STATED GOAL — Rewrite the lines below as a numbered list, leaving out any blank lines.

INPUT MATERIAL —
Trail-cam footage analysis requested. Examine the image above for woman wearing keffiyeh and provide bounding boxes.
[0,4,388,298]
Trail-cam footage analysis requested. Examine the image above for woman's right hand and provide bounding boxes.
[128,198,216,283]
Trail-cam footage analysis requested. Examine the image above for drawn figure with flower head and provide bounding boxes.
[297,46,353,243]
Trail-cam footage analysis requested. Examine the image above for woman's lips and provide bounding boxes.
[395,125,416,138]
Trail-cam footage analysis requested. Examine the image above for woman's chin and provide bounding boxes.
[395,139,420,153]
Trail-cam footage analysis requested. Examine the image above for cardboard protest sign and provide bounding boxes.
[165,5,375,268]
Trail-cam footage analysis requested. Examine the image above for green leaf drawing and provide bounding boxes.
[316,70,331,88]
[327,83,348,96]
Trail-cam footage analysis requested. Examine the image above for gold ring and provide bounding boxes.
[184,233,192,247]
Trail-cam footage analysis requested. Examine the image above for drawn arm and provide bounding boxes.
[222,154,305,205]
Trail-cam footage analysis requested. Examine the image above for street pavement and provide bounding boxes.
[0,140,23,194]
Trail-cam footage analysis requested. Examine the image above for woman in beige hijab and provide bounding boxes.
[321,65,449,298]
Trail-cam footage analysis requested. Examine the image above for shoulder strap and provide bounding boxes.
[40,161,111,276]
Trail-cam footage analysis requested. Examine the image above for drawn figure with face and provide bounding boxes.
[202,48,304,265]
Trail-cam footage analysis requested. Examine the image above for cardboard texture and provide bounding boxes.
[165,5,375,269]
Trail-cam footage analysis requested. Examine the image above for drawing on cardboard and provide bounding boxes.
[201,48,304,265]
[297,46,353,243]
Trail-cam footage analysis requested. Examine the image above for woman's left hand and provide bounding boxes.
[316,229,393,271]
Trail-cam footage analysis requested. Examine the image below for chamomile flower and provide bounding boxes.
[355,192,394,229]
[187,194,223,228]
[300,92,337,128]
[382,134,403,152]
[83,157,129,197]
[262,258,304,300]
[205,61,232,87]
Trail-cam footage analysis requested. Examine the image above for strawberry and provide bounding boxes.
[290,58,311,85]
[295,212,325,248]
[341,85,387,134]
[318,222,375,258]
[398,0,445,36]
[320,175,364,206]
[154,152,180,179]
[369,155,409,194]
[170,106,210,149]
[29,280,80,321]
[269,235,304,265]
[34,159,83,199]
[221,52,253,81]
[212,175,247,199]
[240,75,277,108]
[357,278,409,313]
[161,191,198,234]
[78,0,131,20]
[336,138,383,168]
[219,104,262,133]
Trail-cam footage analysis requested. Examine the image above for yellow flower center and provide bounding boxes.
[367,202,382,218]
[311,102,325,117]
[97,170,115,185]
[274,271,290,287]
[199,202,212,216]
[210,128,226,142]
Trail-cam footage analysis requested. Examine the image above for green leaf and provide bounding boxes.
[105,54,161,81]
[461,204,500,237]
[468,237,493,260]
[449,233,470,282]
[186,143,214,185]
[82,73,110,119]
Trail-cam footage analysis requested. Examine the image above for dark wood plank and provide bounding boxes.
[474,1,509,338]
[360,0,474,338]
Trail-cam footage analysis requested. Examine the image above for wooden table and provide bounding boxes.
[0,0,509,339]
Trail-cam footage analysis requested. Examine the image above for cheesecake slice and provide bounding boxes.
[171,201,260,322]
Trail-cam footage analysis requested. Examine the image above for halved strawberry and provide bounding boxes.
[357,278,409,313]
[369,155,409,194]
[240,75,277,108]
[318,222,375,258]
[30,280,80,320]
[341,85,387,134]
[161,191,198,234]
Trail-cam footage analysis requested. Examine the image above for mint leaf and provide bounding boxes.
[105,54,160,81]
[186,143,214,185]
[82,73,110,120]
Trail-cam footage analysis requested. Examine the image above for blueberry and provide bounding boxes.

RESULT OF THIS EXERCISE —
1. Trail-cam footage analysis requested. Examine the image above for woman wearing keffiyeh and provide bounding boxes.
2. [0,4,388,298]
3. Trail-cam footage analysis requested. Examine the image above for woman's right hand and provide bounding boxes.
4. [128,198,216,283]
5. Trail-cam footage analysis requested. Examine the image above for drawn figure with flower head and provide bounding boxes.
6. [297,46,353,243]
7. Trail-cam footage analysis requested. Examine the image above for woman's lips and provide bounding boxes.
8. [395,125,416,138]
9. Trail-cam footage analysis requested. Examine the image above for woman's chin and provide bounding boxes.
10. [395,139,420,153]
11. Trail-cam footage analysis requested. Examine the image above for cardboard protest sign and provide bounding boxes.
12. [165,5,375,268]
13. Trail-cam footage analysis requested. Examine the image above for green leaf drawing and provide bounding boxes.
14. [316,70,331,88]
15. [327,83,348,96]
16. Trail-cam footage analysis requested. Examine the image above for gold ring and provide bounding boxes.
17. [184,233,192,247]
18. Trail-cam footage analysis requested. Examine the image above for drawn arm and provide bounding boxes.
19. [222,154,305,205]
20. Trail-cam footage analysis requested. Examine the image above for street pavement and provide bounding boxes.
21. [0,140,23,194]
22. Trail-cam footage analysis requested. Examine the image above for woman in beige hijab and provide bounding boxes.
23. [321,65,449,298]
24. Trail-cam footage analysis requested. Examine the image above for shoulder strap and provide bounding boxes.
25. [40,161,111,276]
26. Trail-cam footage analysis requested. Examine the image above for drawn figure with face and provide bounding boxes.
27. [202,48,304,265]
28. Trail-cam footage analysis requested. Examine the image above for cardboard texture and provide bounding boxes.
29. [165,5,375,269]
30. Trail-cam footage analysis requested. Examine the image above for drawing on cardboard and provide bounding boxes.
31. [201,48,304,265]
32. [297,46,353,243]
33. Trail-cam footage analysis requested. Examine the image above for woman's left hand and provide bounding boxes.
34. [316,229,393,271]
35. Trail-cam footage analysis requested. Examine the image below for chamomile flower and provide bounding boxes.
36. [355,192,394,229]
37. [187,194,223,228]
38. [300,92,337,128]
39. [382,134,403,152]
40. [83,157,129,197]
41. [262,258,304,300]
42. [205,61,232,87]
43. Trail-cam footage analysis requested. Examine the image above for strawberry and provide bounding boxes.
44. [290,58,311,85]
45. [295,212,325,248]
46. [341,85,387,134]
47. [318,222,375,258]
48. [398,0,445,36]
49. [320,175,364,206]
50. [154,152,180,179]
51. [369,155,409,194]
52. [170,106,210,149]
53. [29,280,80,321]
54. [269,235,304,265]
55. [34,159,83,199]
56. [221,52,253,81]
57. [212,175,247,199]
58. [240,75,277,108]
59. [357,278,409,313]
60. [161,191,198,234]
61. [78,0,131,20]
62. [336,138,383,168]
63. [219,104,262,133]
64. Trail-cam footage analysis requested. Examine the image above for yellow flower center and provide bounding boxes.
65. [367,202,382,218]
66. [311,102,325,117]
67. [97,170,115,185]
68. [274,271,290,287]
69. [199,202,212,216]
70. [210,128,226,142]
71. Trail-cam footage analysis requested. Examine the image above for green leaf and provide bounding boxes.
72. [105,54,161,81]
73. [461,204,500,237]
74. [468,237,493,260]
75. [449,233,470,282]
76. [186,143,214,185]
77. [82,73,110,119]
78. Trail-cam footage analysis requested. Examine the image above for dark wood plank and provide bounding boxes.
79. [474,1,509,338]
80. [360,0,474,338]
81. Trail-cam footage analysis requested. Examine the image above for wooden table and provide bounding boxes.
82. [0,0,509,339]
83. Trail-cam footage analysis requested. Examine the image above for cheesecake slice and provide bounding boxes.
84. [171,201,260,322]
85. Trail-cam footage analysis requested. Examine the image above for halved strawberry and provide bounding boxes.
86. [357,278,409,313]
87. [369,155,409,194]
88. [240,75,277,108]
89. [318,222,375,258]
90. [30,280,80,320]
91. [341,85,387,134]
92. [161,191,198,234]
93. Trail-cam footage analysis requested. Examine the image above for mint leaf and provide bounding boxes.
94. [105,54,160,81]
95. [186,143,214,185]
96. [82,73,110,120]
97. Trail-cam footage analysis requested. Examine the image above for blueberry and provide bounding boxes.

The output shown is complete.